--- Requirement 1 ---
Transcribe the stretch of the debt offering excerpt from "The Debentures bear" through "the Borealis Property.".
--- Requirement 2 ---
According to the debt offering excerpt, what cash commission were Acumen and Roth Capital paid?
--- Requirement 3 ---
Resume the debt offering excerpt after its final sentence.

--- Document excerpt ---
On July 27, 2011, we closed a $3,169,514 debt offering (the “Offering”) of units (“Units”) at a price of $1,000 CAD per Unit. The Offering was led by Acumen Capital Finance Partners Limited in Canada and by Roth Capital Partners in the United States. Each Unit consists of $1,000 CAD principal amount of 10% secured subordinated debentures maturing July 28, 2012 (the "Debentures") and 1,500 warrants (the "Warrants"). Each Warrant entitles the holder thereof to purchase one common share in the capital of the Company at a price of $0.20 USD per share. The Warrants expire on January 27, 2013.

18


The Debentures bear interest from the date of issue at 10.0% per annum, payable quarterly on March 31, June 30, September 30 and December 31 of each year, commencing on September 30, 2011. The Debentures will mature 12 months from the closing date of the Offering. Acumen and Roth Capital were paid a cash commission of 6% of the gross proceeds of the offering and received 112,500 warrants each exercisable at a price of $0.20 USD per share. The Warrants expire on January 27, 2013.

Fiscal 2012 Plan of Operations

Our long-term plan is to focus on the Borealis Property production through the Borealis Oxide Heap Leach Project. To further advance the Borealis Property, we expect to continue exploration in the pediment areas of the Borealis Property.

Data extracted from a collection
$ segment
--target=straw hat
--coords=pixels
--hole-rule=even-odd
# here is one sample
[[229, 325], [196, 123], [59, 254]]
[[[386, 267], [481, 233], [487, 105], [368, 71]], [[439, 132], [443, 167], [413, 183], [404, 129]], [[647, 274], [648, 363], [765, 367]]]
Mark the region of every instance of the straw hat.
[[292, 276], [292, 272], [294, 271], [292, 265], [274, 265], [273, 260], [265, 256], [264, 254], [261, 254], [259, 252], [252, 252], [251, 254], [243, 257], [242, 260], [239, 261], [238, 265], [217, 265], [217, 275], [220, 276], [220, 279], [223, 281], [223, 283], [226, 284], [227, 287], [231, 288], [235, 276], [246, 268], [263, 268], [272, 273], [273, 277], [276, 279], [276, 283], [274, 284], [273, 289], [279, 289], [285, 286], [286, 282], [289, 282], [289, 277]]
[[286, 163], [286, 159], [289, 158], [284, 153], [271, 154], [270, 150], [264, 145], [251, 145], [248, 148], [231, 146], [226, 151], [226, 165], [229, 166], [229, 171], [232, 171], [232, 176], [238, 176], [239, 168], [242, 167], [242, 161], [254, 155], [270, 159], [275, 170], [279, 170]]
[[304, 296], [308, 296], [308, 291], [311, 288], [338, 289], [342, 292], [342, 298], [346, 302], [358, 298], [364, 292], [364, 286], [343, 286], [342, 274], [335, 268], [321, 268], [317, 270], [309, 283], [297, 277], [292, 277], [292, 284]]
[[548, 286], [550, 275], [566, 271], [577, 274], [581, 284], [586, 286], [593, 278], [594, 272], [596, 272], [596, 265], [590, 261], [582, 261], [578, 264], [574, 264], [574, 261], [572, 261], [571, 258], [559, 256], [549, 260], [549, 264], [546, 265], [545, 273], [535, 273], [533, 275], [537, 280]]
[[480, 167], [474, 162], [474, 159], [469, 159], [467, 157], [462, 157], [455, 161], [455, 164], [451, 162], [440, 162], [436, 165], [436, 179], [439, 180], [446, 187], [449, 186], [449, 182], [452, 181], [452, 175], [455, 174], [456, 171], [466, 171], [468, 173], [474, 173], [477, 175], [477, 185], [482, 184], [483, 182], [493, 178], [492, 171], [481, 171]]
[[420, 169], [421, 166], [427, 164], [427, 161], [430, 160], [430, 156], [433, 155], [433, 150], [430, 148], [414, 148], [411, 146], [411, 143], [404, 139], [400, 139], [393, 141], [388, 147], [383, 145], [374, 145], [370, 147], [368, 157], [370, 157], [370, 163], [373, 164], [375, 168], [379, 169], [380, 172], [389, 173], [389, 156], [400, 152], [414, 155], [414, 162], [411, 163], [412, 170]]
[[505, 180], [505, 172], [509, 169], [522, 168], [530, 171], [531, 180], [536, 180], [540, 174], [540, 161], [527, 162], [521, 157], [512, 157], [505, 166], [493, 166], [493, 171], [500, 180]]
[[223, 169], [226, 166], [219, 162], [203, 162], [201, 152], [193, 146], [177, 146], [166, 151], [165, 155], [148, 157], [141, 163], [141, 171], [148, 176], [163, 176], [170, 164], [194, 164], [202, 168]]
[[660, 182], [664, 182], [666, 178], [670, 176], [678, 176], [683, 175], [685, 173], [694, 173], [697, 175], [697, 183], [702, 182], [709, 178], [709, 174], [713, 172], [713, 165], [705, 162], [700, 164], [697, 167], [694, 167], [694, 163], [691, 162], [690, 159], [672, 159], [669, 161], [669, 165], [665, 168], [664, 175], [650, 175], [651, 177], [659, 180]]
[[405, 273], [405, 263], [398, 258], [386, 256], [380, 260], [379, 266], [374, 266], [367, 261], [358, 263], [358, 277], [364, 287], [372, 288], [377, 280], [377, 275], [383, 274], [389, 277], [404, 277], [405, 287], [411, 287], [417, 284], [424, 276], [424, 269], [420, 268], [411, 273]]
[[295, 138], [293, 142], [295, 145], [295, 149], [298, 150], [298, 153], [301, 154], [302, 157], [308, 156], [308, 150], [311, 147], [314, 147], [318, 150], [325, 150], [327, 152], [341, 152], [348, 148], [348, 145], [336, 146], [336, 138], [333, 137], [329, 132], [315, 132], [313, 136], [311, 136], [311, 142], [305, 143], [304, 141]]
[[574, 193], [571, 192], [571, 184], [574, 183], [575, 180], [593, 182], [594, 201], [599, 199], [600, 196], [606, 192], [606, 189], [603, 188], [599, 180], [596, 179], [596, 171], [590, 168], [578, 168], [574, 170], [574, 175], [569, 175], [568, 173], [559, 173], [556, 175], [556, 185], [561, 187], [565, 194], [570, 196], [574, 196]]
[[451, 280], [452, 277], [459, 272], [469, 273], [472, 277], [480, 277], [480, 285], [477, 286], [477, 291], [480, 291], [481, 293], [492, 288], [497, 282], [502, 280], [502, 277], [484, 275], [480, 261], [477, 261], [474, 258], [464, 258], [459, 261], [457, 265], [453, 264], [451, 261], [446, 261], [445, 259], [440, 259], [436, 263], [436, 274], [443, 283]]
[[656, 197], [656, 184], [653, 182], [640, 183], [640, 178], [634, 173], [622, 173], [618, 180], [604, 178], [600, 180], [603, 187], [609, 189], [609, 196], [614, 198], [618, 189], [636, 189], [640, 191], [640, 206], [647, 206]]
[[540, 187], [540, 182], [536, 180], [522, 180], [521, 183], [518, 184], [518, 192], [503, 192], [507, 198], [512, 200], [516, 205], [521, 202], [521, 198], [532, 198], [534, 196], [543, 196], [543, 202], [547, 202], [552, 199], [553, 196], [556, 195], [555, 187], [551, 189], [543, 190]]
---
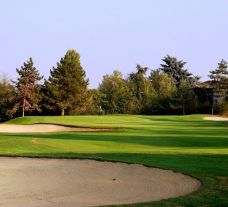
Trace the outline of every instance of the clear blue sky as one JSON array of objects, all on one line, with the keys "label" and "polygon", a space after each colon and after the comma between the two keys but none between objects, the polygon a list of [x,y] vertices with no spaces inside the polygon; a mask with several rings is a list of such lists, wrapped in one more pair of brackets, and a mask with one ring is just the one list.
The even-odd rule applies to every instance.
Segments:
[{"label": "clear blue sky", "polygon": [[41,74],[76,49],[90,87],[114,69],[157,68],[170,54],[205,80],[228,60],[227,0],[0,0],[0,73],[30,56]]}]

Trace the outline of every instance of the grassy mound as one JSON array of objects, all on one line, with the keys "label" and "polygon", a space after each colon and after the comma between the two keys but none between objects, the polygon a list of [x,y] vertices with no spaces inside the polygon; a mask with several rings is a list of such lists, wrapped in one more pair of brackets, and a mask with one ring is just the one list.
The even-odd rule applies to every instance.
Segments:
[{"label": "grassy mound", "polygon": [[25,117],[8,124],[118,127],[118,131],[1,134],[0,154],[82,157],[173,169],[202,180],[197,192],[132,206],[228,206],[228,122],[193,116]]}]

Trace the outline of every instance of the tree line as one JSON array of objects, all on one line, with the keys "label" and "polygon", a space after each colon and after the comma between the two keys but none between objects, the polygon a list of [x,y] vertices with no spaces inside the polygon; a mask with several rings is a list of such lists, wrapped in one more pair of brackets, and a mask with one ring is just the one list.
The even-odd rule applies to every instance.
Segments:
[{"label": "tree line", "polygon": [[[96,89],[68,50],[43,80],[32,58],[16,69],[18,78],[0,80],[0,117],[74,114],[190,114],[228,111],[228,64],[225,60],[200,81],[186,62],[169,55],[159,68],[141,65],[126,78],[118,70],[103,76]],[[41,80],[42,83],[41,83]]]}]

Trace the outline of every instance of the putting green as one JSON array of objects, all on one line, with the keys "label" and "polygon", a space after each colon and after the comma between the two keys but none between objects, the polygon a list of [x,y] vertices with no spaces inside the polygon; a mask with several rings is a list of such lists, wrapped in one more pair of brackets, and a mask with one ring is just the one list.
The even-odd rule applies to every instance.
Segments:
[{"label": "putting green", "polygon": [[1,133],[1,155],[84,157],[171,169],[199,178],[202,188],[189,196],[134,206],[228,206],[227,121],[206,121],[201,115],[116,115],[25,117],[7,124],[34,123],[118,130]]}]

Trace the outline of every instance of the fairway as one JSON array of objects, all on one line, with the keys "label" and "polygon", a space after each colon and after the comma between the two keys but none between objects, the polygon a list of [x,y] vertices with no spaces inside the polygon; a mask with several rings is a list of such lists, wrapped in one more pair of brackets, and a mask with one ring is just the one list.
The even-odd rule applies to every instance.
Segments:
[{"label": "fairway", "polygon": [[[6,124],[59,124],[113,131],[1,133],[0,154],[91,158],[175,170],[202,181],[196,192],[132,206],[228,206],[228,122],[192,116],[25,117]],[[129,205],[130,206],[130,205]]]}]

--- Exercise response 1 ---
The Debentures bear interest from the date of issue at 10.0% per annum, payable quarterly on March 31, June 30, September 30 and December 31 of each year, commencing on September 30, 2011. The Debentures will mature 12 months from the closing date of the Offering. Acumen and Roth Capital were paid a cash commission of 6% of the gross proceeds of the offering and received 112,500 warrants each exercisable at a price of $0.20 USD per share. The Warrants expire on January 27, 2013.

Fiscal 2012 Plan of Operations

Our long-term plan is to focus on the Borealis Property production through the Borealis Oxide Heap Leach Project. To further advance the Borealis Property, we expect to continue exploration in the pediment areas of the Borealis Property.

--- Exercise response 2 ---
They were paid 6% of the gross proceeds of the offering.

--- Exercise response 3 ---
We intend to continue to take all steps necessary to preserve our rights to the Borealis Property under the existing terms of the property lease. We also expect to work with the United States Forest Service with the objectives of maintaining our permits under the Plan of Operations.

We currently plan to accomplish the following activities for the duration of fiscal 2012, which ends March 31, 2012:

Results of Operations

As of September 30, 2011 we are completing construction of the Borealis Oxide Heap Leach Project and had no producing mineral properties. Thus, we had no sales revenue during all reporting periods.

Three months ended September 30, 2011 compared to three months ended September 30, 2010

For the three months ended September 30, 2011, we had a net loss of $804,461 or nil per share from continuing operations compared to a net loss of $812,302 or $0.01 per share from continuing operations in the same period in the prior year.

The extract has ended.